Work to do: Write out the full set of records below exactly.

──────── Data rows

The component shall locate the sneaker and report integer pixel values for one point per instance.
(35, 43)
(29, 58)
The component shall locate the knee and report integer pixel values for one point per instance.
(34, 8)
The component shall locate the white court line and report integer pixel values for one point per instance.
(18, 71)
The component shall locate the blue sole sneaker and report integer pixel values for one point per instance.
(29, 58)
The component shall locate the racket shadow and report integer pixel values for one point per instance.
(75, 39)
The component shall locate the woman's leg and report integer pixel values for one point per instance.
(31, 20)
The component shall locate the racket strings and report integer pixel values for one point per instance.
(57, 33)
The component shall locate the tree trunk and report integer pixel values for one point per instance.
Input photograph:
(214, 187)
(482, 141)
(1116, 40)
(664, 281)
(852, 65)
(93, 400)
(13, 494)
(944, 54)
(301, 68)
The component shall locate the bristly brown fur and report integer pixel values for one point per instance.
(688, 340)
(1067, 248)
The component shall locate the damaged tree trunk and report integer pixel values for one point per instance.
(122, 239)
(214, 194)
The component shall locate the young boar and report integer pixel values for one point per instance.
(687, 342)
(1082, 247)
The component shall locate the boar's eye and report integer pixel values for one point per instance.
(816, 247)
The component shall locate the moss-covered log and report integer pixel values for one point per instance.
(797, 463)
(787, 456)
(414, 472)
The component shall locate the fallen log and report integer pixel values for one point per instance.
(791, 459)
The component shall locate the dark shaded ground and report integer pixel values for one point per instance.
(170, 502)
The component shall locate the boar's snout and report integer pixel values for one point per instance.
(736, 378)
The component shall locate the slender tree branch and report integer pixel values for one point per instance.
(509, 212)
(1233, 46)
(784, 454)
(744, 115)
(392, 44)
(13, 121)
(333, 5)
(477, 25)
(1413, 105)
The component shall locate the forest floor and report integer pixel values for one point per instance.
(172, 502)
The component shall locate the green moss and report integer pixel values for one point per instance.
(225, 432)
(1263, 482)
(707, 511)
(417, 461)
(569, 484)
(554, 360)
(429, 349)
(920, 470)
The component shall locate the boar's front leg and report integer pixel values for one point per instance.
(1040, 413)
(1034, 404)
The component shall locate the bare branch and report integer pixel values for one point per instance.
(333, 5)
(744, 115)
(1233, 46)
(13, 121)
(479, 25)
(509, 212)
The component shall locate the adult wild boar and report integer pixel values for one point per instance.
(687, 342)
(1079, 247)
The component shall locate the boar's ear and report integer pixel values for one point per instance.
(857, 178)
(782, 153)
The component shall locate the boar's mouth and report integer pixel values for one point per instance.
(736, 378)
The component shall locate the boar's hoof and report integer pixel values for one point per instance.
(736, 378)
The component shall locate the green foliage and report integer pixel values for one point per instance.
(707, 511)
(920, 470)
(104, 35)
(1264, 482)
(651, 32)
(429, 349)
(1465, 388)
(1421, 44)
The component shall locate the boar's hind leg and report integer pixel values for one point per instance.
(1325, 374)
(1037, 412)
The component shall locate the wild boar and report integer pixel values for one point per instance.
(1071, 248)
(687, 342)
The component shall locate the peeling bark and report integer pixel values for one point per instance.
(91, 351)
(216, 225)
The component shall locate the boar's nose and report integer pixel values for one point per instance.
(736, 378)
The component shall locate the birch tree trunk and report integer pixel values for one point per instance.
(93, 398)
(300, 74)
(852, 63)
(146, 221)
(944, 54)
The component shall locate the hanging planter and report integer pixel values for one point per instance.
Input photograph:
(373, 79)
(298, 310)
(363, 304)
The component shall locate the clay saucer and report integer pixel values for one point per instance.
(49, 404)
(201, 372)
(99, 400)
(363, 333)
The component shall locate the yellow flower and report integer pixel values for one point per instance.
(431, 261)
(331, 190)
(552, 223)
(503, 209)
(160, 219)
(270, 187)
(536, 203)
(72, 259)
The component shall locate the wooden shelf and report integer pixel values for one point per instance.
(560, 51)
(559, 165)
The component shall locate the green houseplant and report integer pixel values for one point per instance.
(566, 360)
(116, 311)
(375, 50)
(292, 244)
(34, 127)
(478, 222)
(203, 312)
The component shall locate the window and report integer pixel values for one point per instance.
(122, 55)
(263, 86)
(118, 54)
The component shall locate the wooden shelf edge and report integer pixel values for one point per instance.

────────────────

Answer for this exercise:
The component shall locate the sneaker and report integer pixel values for one point per instance.
(35, 43)
(29, 58)
The component shall locate the knee and report integer pixel values for one point per instance.
(34, 8)
The component shall locate the white court line and report integer pixel values for one point per instance.
(18, 71)
The component shall locate the blue sole sneaker and report integer pixel values for one point per instance.
(29, 58)
The component shall locate the racket shadow and report integer pixel values for one point per instance.
(75, 39)
The component shall locate the woman's leg and report integer pixel values for one point per instance.
(31, 20)
The component shall locate the racket strings and report integer pixel values for one point per instance.
(57, 33)
The component shall locate the tree trunk and report integer pixel values for one point per instance.
Input photograph:
(214, 187)
(482, 141)
(1116, 40)
(664, 281)
(852, 65)
(93, 400)
(13, 494)
(944, 54)
(301, 68)
The component shall locate the bristly brown fur and report integer pixel values for one point per instance.
(688, 340)
(1067, 248)
The component shall locate the damaged tree trunk and report integer pixel values for one point per instance.
(122, 239)
(214, 194)
The component shall locate the young boar and report integer pixel values for one point per instance.
(687, 342)
(1082, 247)
The component shall locate the boar's eye and report integer pixel values for one point per instance.
(816, 247)
The component shall locate the moss-covered log and report integer pixel values for one point per instance.
(797, 463)
(787, 456)
(414, 472)
The component shall locate the fallen log and report integer pixel values for one point per instance.
(791, 459)
The component shall locate the dark shaded ground and report integer pixel values for one point per instance.
(170, 502)
The component shall locate the boar's snout and report integer pixel values for one point per instance.
(736, 378)
The component shall locate the slender tree branch and report integer pixel values for one point per instance.
(509, 212)
(1233, 46)
(784, 454)
(744, 115)
(392, 44)
(13, 121)
(333, 5)
(477, 25)
(1413, 105)
The component shall locate the forest floor and report integer pixel values for one point per instance.
(172, 502)
The component shall locate the green moss and report integer pixel values for one point per instance.
(225, 432)
(1263, 482)
(707, 511)
(417, 461)
(569, 484)
(554, 360)
(429, 349)
(920, 470)
The component shall locate the boar's front leg and report integer pixel values for one point per instance.
(1040, 413)
(1034, 404)
The component shall locate the bare branch and report integer pixel values for one point per instance.
(333, 5)
(744, 115)
(1233, 46)
(13, 121)
(479, 25)
(509, 212)
The component shall locate the adult wild boar and report integer pixel values for one point per instance.
(687, 342)
(1079, 247)
The component shall locate the boar's ear and report integer pixel values for one point per instance.
(857, 178)
(782, 153)
The component shall locate the boar's mouth and report integer pixel values for one point per instance.
(736, 378)
The component shall locate the boar's hoof and report integer pixel values for one point per instance.
(736, 378)
The component shall locate the green foliage and report integer pixel values for one point per instance.
(707, 511)
(920, 470)
(104, 35)
(1264, 482)
(651, 32)
(429, 349)
(1465, 388)
(1421, 44)
The component shall locate the boar's hind leg and report integer pixel values for one point per instance.
(1325, 374)
(1037, 412)
The component shall locate the wild boar and report integer pixel values for one point per instance.
(1071, 248)
(687, 342)
The component shall locate the peeling bark and report integer pixel values for one point per instance.
(91, 351)
(216, 225)
The component shall locate the boar's nose and report integer pixel values for one point per instance.
(736, 378)
The component shall locate the birch tree trunk and report integer pixel values for one point per instance.
(93, 398)
(300, 74)
(852, 63)
(146, 221)
(944, 54)
The component shall locate the hanging planter and report integer pixel values for one point per instance.
Input photograph:
(373, 79)
(298, 310)
(363, 304)
The component shall locate the clay saucer and report integer pixel values for one point per instance.
(49, 404)
(201, 372)
(99, 400)
(363, 333)
The component shall locate the yellow flower and report integer pixel values for one point per instance.
(431, 261)
(331, 190)
(552, 223)
(503, 209)
(160, 219)
(270, 187)
(536, 203)
(72, 259)
The component shall locate the wooden shelf and report integer pixel values for one point per instance.
(560, 51)
(559, 165)
The component shall locate the green houseplant and report integer pixel values for one point per instance.
(566, 360)
(116, 311)
(375, 50)
(292, 244)
(34, 127)
(478, 222)
(203, 312)
The component shall locate the window and report integer pixel values for one point per instance.
(122, 55)
(263, 86)
(118, 54)
The component shall locate the wooden shelf edge and report integer pixel values for one point per instance.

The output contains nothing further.